*EXERCISE BRIEF:* An identical copy of every entry below is the required output.

*RECORDED INFORMATION:*
==============================
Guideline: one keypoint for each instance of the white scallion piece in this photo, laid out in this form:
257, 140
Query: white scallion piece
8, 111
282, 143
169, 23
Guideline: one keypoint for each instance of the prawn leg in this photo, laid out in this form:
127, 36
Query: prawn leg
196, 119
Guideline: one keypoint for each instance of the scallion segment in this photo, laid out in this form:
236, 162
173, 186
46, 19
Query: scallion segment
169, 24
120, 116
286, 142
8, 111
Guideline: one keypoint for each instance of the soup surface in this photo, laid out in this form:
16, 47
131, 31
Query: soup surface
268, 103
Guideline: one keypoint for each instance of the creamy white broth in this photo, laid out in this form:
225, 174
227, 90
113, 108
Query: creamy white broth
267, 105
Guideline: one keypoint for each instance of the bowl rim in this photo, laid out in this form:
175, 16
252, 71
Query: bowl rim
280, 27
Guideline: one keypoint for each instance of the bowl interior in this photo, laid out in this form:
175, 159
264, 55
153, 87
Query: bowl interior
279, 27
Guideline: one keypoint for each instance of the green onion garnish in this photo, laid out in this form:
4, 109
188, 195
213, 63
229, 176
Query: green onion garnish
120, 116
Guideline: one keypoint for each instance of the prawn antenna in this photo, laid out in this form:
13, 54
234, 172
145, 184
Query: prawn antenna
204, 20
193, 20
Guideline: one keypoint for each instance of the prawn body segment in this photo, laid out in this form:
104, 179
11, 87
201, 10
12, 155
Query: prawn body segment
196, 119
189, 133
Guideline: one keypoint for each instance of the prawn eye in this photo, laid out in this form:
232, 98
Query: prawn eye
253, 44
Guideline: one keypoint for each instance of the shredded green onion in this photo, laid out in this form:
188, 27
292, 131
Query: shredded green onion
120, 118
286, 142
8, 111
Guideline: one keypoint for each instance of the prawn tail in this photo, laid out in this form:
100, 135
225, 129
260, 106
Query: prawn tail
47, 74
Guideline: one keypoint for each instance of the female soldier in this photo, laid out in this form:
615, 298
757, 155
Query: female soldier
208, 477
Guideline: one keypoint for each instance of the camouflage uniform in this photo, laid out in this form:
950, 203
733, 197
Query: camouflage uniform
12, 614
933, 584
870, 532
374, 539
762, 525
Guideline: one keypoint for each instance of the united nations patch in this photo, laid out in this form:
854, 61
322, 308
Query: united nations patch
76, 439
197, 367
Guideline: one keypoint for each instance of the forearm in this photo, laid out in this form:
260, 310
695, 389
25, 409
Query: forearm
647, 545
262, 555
==============================
*EXERCISE RESPONSE:*
Guideline: one keypoint for each instance of the white scallion piece in this photo, laid out in this form:
257, 140
Query: white scallion piece
8, 111
282, 143
169, 23
Guideline: one keypoint for each instance of the prawn leg in this photo, laid out in this form:
127, 36
Query: prawn leg
196, 119
Guideline: one keypoint for each instance of the scallion segment in this photo, laid out in this form:
236, 162
173, 186
46, 19
Query: scallion segment
169, 24
120, 116
286, 142
8, 111
Guideline: one keypoint for each instance of the soup surface in this photo, laid out in this form:
16, 47
131, 31
Query: soup surface
268, 103
Guideline: one keypoint for each instance of the creamy white broth in this photo, laid out in this form:
225, 174
227, 90
113, 108
Query: creamy white broth
267, 105
Guideline: one keypoint for each instance of the bowl rim in this photo, laid out in this form:
175, 16
252, 71
Query: bowl rim
280, 27
Guideline: one keypoint for each instance of the bowl interior in this photo, laid out in this form:
175, 159
264, 55
153, 87
Query: bowl interior
279, 27
Guideline: one keypoint for each instance of the green onion garnish in this photo, laid out in this form:
4, 109
188, 195
213, 63
229, 176
Query: green onion garnish
120, 116
Guideline: one keypoint for each instance of the prawn antenna in this photo, laid out in this form:
13, 54
234, 172
145, 184
Query: prawn antenna
204, 20
193, 20
Guideline: one keypoint for each instance of the prawn body segment in this photo, laid out in this form:
104, 179
11, 87
201, 10
12, 155
Query: prawn body segment
196, 119
189, 133
Guideline: one keypoint for each instance of the prawn eye in this photo, laid out in this form:
232, 98
Query: prawn eye
253, 44
Guideline: one keypoint for each instance of the shredded green onion in this photo, laid out in this form:
188, 27
292, 131
Query: shredded green onion
120, 118
286, 142
8, 111
Guideline: one keypoint for each instance of the prawn tail in this photo, laid out in this form:
100, 135
225, 129
260, 106
Query: prawn tail
47, 74
Guideline: one keypoint for each instance of the female soldier in this photo, laid out in this form:
615, 298
757, 155
Query: female soldier
208, 477
Guideline: one keypoint for each instance of the camouflage uniform in this photo, laid out in this form:
950, 203
733, 197
Query: camouflage uniform
12, 614
933, 584
870, 532
374, 539
762, 525
Guideline: one keypoint for each instance of the united nations patch in this photo, laid out in this form:
854, 61
322, 308
Query: united nations patch
76, 439
197, 367
Guideline: one keypoint for each instance of the forearm in this photo, laid out in this form:
260, 310
695, 389
25, 409
Query: forearm
647, 545
262, 555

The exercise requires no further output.